--- Your objective ---
Write out each entry once more so that it matches the original exactly.

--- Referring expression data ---
* * *
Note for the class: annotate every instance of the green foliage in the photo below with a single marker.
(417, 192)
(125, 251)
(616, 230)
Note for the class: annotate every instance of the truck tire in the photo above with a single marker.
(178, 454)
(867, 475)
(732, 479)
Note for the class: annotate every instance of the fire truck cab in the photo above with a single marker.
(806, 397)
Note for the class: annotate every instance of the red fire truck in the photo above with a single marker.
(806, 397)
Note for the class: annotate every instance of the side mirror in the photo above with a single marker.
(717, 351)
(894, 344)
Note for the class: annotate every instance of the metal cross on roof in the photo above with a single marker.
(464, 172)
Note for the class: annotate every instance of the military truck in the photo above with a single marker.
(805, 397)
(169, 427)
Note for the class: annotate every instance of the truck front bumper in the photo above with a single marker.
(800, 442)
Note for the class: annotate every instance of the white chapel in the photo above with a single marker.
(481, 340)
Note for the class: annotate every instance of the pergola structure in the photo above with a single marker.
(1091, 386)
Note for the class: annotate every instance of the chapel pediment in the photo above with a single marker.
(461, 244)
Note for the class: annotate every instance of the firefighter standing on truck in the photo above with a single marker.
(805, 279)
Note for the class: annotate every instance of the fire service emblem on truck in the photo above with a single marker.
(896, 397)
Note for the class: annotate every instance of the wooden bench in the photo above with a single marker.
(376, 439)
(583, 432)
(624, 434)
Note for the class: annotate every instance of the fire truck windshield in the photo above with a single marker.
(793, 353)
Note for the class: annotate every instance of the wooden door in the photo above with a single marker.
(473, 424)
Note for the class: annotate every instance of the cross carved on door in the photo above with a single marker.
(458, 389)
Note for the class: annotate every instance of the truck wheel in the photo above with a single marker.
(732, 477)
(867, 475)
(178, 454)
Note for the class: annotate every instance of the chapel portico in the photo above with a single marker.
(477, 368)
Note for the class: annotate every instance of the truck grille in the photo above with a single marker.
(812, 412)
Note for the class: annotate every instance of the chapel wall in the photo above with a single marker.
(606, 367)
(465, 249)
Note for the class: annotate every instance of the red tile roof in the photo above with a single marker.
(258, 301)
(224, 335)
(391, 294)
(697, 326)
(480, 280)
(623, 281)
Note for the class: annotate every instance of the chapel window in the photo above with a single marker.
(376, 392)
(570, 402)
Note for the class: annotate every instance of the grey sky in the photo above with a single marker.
* * *
--- Task solution ---
Note for the class: annotate every instance of the green foliage in the photo below with a single marker.
(417, 192)
(125, 251)
(616, 230)
Note for the class: annotate every instance of the truck tire in the photo above with a single marker.
(178, 454)
(867, 475)
(732, 479)
Note for the class: annotate every instance of the fire truck cab in the photo above with a single marker.
(806, 397)
Note for the class: annotate every instance of the red fire truck in the photo above with a single marker.
(806, 397)
Note for the class: annotate every instance of the side mirror in the photo above with a single marker.
(717, 351)
(894, 344)
Note for the class: annotate every instance of the metal cross on roof in the photo above with a single marker.
(464, 172)
Note for the class: annotate every instance of the military truck in the photo above with a single marker.
(805, 397)
(169, 427)
Note for the class: annotate every instance of the truck front bumper in the photo above with a single marker.
(800, 442)
Note for the class: annotate every instance of the white chapel in the photo above with a single marker.
(481, 340)
Note for the class: annotate every instance of the pergola structure in the photo above with a single marker.
(1091, 386)
Note for the class: annotate every instance of the chapel pediment in the photo above with a single marker.
(461, 244)
Note for the class: annotate every instance of the firefighter standing on truck in the photo above with a single marker.
(805, 279)
Note for the class: annotate every instance of the fire service emblem on truck in the photo above with a single marker.
(896, 397)
Note for the class: annotate every instance of the wooden bench in the photo above with a single marker.
(376, 439)
(583, 432)
(624, 434)
Note for the class: annotate every instance of the fire truck windshield in the photo above with a single marker.
(793, 353)
Note for the class: annotate every instance of the wooden door in the photo above with a single marker.
(473, 424)
Note for the class: annotate every instance of the cross carved on door in the photo above with a single marker.
(458, 389)
Note for the class: annotate every instance of the truck wheel in the photo above with a single marker.
(732, 477)
(867, 475)
(178, 454)
Note for the class: annotate every instance of the chapel portico in the photo above with a single marker.
(477, 368)
Note for the class: annotate every instance of the truck grille in the photo above with a single marker.
(812, 412)
Note for the class: annotate every instance of the chapel wall in the photo above with a single marker.
(606, 367)
(465, 249)
Note for the class: annotate every instance of the red tile roof in the photo above with a single marker.
(258, 301)
(224, 335)
(391, 294)
(697, 326)
(480, 280)
(623, 281)
Note for the class: annotate every instance of the chapel window in the photo above with a single marker.
(376, 392)
(570, 402)
Note for the class: annotate every instance of the grey sky in the photo above with a single marker.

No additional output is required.